» ESTRATTO DELLA PAGINA:
__________
Il
piccolo segreto di Luigi Capuana, fu quello della curiosità e
interesse verso tutte le novità che la modernità andava proponendo.
Il positivismo, con il suo metodo scientifico, e di conseguenza il
Naturalismo, furono alla base delle sue teorie veriste, ma anche,
più in là nel tempo, si interessò al Futurismo o alla nascente arte
della
fotografia,
fino alle tendenze spiritualistiche e irrazionali, pronto a
rinnegare, coinvolto sempre nelle nuove sperimentazioni, le sue
stesse tendenze positivistiche. Fu, quindi, sempre entusiasta delle
avanguardie e dei contenuti che andavano proponendo. Alla base
del positivismo vi era, come visto, il metodo sperimentale. La
conoscenza della realtà era, quindi, il punto di partenza per un
approccio scientifico da cui partire.. Nuove scienze andavano
profilandosi: dall'analisi delle strutture psicologiche secondo i
principi della
fisiologia,
alla documentazione folkloristica di una nascente, se vogliamo,
antropologia culturale, per la rappresentazione veritiera e
documentata del mondo contadino. Capuana si rese conto che la
verità scientifica del mondo reale portava ad una visione, nella
descrizione narrativa, il più distaccata possibile, portava al suo
metodo
dell'impersonalità.
__________
» MATERIALE DA ELABORARE:
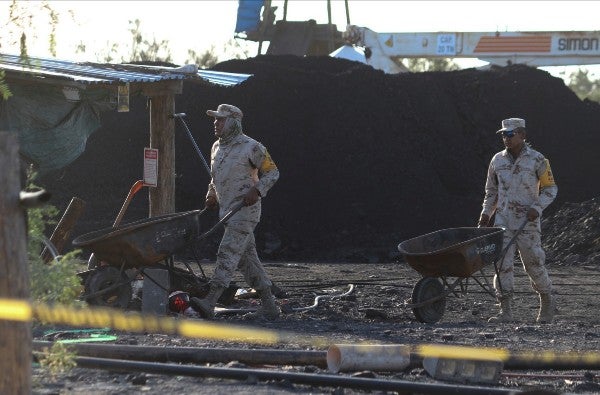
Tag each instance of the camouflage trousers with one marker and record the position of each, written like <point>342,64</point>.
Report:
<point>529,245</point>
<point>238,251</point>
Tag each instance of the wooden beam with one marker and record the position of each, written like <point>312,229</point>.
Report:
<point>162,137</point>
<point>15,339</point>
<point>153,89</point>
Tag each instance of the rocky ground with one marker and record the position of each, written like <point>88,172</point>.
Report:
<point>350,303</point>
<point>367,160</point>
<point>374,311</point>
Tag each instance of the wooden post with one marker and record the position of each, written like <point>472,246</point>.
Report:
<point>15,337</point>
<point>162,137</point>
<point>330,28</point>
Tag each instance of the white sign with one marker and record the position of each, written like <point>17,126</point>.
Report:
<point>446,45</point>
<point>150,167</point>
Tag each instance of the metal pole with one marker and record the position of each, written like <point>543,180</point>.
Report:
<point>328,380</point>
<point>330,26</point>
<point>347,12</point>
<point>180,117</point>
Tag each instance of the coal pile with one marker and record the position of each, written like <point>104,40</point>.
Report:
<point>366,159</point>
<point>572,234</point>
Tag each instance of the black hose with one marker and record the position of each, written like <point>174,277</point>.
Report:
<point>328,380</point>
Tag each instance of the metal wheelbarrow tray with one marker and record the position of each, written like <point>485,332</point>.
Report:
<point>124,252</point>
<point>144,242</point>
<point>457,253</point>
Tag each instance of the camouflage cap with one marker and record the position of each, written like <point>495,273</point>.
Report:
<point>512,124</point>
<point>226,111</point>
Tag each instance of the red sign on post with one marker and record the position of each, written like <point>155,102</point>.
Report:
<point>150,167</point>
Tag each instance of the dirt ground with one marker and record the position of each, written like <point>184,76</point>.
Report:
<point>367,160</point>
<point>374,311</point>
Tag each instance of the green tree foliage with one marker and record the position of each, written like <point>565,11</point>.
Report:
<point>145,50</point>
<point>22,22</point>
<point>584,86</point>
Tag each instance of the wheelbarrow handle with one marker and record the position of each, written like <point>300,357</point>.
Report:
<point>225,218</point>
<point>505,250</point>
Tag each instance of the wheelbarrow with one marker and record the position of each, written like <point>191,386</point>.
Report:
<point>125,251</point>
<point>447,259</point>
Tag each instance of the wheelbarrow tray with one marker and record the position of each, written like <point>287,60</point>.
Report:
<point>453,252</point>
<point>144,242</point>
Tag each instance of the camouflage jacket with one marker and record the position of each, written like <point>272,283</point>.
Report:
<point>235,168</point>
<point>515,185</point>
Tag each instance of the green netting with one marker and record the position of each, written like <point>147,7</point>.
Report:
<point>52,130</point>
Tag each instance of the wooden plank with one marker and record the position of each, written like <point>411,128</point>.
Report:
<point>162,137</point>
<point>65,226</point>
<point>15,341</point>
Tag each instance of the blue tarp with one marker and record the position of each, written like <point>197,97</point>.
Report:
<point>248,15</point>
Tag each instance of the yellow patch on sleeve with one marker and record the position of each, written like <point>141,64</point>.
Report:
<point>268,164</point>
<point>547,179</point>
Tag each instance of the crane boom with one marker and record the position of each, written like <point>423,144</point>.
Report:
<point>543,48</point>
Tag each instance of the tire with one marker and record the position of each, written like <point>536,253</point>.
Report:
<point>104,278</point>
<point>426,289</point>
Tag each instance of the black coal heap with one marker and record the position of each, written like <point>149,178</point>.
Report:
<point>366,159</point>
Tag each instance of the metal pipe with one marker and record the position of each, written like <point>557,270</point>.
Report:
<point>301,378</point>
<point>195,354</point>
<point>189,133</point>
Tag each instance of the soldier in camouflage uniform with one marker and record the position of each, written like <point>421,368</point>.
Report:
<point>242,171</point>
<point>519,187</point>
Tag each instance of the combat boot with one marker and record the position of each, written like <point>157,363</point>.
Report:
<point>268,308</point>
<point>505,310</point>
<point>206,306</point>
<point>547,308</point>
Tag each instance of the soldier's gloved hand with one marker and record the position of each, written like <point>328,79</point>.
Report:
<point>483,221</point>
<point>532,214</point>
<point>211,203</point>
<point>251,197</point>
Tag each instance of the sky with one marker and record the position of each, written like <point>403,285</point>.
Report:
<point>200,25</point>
__________
» ESERCIZI:
A. Secondo il brano su Luigi Capuana, a quale metodo portava la verità scientifica del mondo reale?
B. Trascrivi in un elenco numerato il tratto delle righe del materiale da elaborare che va dalla riga contenente "Tag each instance of the blue" fino alla riga contenente "<point>543,48</point>", entrambe incluse, tralasciando le righe vuote.
Il brano e le righe sono due materiali distinti, senza legami tra loro.

» RISULTATI:
A. Al suo metodo dell'impersonalità.

B.
1. Tag each instance of the blue tarp with one marker and record the position of each, written like <point>197,97</point>.
2. Report:
3. <point>248,15</point>
4. Tag each instance of the yellow patch on sleeve with one marker and record the position of each, written like <point>141,64</point>.
5. Report:
6. <point>268,164</point>
7. <point>547,179</point>
8. Tag each instance of the crane boom with one marker and record the position of each, written like <point>423,144</point>.
9. Report:
10. <point>543,48</point>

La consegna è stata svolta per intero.